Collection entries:
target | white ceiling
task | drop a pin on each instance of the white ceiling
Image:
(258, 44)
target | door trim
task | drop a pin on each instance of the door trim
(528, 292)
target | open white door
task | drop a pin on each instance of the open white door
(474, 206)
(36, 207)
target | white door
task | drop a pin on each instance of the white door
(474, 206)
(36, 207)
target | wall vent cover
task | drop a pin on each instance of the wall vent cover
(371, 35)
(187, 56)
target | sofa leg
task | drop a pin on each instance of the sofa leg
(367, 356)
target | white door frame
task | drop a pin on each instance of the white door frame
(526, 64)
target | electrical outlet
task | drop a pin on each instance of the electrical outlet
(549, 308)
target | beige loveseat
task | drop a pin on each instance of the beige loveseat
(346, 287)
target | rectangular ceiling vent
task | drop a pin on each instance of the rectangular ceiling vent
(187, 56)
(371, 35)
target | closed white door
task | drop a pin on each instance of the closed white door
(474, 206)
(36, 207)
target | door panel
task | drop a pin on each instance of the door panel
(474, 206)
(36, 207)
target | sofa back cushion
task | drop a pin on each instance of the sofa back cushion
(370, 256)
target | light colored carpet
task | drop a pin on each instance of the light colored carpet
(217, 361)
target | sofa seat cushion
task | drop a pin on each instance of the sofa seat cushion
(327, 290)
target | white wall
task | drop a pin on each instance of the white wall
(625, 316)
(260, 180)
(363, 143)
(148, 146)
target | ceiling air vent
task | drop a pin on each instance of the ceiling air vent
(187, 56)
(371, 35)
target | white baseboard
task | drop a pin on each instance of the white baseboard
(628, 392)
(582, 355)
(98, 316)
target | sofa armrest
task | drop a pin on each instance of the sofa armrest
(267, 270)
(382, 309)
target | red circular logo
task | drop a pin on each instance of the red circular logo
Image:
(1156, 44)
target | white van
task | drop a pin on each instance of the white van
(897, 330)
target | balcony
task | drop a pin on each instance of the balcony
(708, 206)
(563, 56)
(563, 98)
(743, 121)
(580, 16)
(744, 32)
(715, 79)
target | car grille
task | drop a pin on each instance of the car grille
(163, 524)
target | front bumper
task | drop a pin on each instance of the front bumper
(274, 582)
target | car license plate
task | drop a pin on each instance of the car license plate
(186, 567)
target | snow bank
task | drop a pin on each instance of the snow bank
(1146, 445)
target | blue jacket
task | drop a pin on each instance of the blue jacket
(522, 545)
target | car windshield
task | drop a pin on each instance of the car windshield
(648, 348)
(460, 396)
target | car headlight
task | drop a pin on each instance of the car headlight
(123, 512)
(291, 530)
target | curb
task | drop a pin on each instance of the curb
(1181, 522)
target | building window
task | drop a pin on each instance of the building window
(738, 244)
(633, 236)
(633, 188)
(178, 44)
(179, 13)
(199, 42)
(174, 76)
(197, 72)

Required work.
Please rewrite all of the rows, switching "drop a pin" to "place a marker" wherever it occurs and leaving everything else unchanged.

Worked answer.
target | white ceiling
task | place a marker on each instance of the white ceiling
Image:
(258, 44)
target | door trim
task | place a marker on each instance of the door trim
(528, 292)
target | open white door
task | place a marker on each instance of the open white door
(474, 206)
(36, 207)
target | white door
task | place a marker on each instance of the white door
(474, 206)
(36, 207)
target | wall vent cover
task | place a marker on each instance of the wall vent cover
(371, 35)
(187, 56)
target | sofa leg
task | place a marker on each instance of the sofa leg
(367, 356)
target | white door frame
task | place a marker on each instance of the white door frame
(526, 64)
target | electrical outlet
task | place a marker on each instance of the electrical outlet
(549, 308)
target | beige loveseat
task | place a marker on each instance of the beige loveseat
(346, 287)
target | rectangular ceiling vent
task | place a marker on each instance of the rectangular ceiling vent
(187, 56)
(371, 35)
target | closed white door
task | place a marker on each instance of the closed white door
(474, 206)
(36, 207)
target | door panel
task | place a marker on each instance of the door panel
(474, 206)
(36, 207)
target | sofa back cushion
task | place a marker on each instance of the sofa back cushion
(370, 256)
target | light colored carpet
task | place a marker on each instance of the light colored carpet
(217, 361)
target | sofa seat cushion
task | place a marker on each instance of the sofa seat cushion
(327, 290)
target | white wall
task | place a marker on each instance of the white wall
(625, 316)
(260, 180)
(363, 143)
(148, 146)
target | ceiling air vent
task | place a marker on each instance of the ceiling air vent
(187, 56)
(371, 35)
target | white baseboard
task | place a marker on each instance of the white baseboard
(628, 392)
(582, 355)
(98, 316)
target | sofa armrest
task | place a marker on each instance of the sofa armrest
(267, 270)
(382, 309)
target | red circular logo
task | place a marker on each instance of the red circular logo
Image:
(1156, 44)
target | white van
task | place a marker on each instance of the white van
(897, 330)
target | balcony
task | place a marker on each instance of the balcony
(708, 206)
(563, 56)
(563, 98)
(743, 121)
(580, 16)
(744, 32)
(715, 79)
target | car grille
task | place a marker on each instance of the car grille
(163, 524)
target | front bumper
task | place a marker on each instance of the front bumper
(274, 582)
target | car license plate
task | place a marker on each instance of the car license plate
(186, 567)
target | snow bank
task | place a marker on each instance of the snow bank
(1146, 445)
target | blue jacket
task | place a marker on each instance of the blue jacket
(522, 545)
target | car windshield
task | place a marker on each instance of the car windshield
(648, 348)
(460, 396)
target | car headlight
task | place a marker on each instance of the car headlight
(123, 512)
(291, 530)
target | curb
task | place a marker on each instance of the curb
(1181, 522)
target | building window
task | place a marker on each instance of the building window
(738, 244)
(633, 236)
(633, 188)
(178, 44)
(179, 13)
(199, 42)
(174, 76)
(197, 72)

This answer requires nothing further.